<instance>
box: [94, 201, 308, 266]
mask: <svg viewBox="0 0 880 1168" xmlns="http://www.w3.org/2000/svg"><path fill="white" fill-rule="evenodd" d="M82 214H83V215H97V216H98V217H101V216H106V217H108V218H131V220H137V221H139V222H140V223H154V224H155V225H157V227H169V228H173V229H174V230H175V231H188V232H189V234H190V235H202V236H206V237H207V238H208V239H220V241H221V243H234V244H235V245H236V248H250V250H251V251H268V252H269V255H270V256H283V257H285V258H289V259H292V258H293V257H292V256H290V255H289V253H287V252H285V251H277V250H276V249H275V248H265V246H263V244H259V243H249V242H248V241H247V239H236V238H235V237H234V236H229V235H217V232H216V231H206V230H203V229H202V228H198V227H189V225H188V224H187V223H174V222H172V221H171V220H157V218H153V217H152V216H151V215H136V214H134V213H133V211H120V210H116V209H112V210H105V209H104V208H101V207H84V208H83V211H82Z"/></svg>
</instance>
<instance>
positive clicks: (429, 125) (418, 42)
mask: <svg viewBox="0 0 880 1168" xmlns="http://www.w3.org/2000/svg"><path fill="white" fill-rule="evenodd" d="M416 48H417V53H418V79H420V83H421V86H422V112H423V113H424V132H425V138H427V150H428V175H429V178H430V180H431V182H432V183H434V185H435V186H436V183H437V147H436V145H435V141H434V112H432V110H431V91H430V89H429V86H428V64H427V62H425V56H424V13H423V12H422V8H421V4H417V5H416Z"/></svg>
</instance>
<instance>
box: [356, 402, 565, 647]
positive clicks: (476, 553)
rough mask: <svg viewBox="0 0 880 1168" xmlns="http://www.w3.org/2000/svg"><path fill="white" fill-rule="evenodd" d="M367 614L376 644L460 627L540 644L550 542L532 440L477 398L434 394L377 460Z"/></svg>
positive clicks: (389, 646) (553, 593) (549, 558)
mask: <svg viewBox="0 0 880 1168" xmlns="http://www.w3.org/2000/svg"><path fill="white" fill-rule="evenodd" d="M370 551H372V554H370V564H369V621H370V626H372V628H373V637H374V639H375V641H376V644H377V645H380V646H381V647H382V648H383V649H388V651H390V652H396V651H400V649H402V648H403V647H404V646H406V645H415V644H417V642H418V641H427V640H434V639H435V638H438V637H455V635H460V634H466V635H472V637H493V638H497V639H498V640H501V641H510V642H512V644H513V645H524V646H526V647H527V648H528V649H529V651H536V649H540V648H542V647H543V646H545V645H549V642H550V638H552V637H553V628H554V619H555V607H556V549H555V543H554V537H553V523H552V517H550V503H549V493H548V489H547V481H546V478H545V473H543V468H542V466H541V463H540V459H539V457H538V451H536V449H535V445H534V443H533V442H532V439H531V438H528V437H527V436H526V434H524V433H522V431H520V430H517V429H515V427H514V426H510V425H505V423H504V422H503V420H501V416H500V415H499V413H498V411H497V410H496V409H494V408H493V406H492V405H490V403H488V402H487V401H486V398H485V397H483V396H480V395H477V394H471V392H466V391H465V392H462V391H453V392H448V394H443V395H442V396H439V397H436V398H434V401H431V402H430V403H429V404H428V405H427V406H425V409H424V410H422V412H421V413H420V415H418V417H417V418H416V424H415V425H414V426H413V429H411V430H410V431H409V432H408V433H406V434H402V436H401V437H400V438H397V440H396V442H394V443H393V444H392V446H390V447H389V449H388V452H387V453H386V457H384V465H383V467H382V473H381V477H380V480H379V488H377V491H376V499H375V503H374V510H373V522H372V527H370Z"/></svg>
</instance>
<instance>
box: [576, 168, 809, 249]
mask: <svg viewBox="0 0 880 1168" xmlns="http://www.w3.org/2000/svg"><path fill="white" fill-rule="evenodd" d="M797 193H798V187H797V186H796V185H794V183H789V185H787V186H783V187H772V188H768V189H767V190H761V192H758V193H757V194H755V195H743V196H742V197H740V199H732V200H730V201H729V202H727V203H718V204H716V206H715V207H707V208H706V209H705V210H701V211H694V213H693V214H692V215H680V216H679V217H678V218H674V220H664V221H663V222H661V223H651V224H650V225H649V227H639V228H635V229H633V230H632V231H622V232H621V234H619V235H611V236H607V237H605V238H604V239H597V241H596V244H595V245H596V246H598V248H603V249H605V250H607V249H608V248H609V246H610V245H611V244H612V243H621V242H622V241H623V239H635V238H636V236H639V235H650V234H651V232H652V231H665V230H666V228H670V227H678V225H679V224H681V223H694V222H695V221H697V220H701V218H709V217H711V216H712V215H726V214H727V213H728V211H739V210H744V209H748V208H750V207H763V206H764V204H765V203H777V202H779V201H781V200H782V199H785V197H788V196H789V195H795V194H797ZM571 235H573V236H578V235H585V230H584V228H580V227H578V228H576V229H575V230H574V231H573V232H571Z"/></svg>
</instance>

○ ○ ○ ○ ○

WHAT IS NEEDED
Copy every line from the entries above that contains the string "positive".

EXERCISE SOLUTION
positive clicks: (429, 125) (418, 42)
positive clicks: (476, 553)
positive clicks: (389, 646) (553, 593) (549, 558)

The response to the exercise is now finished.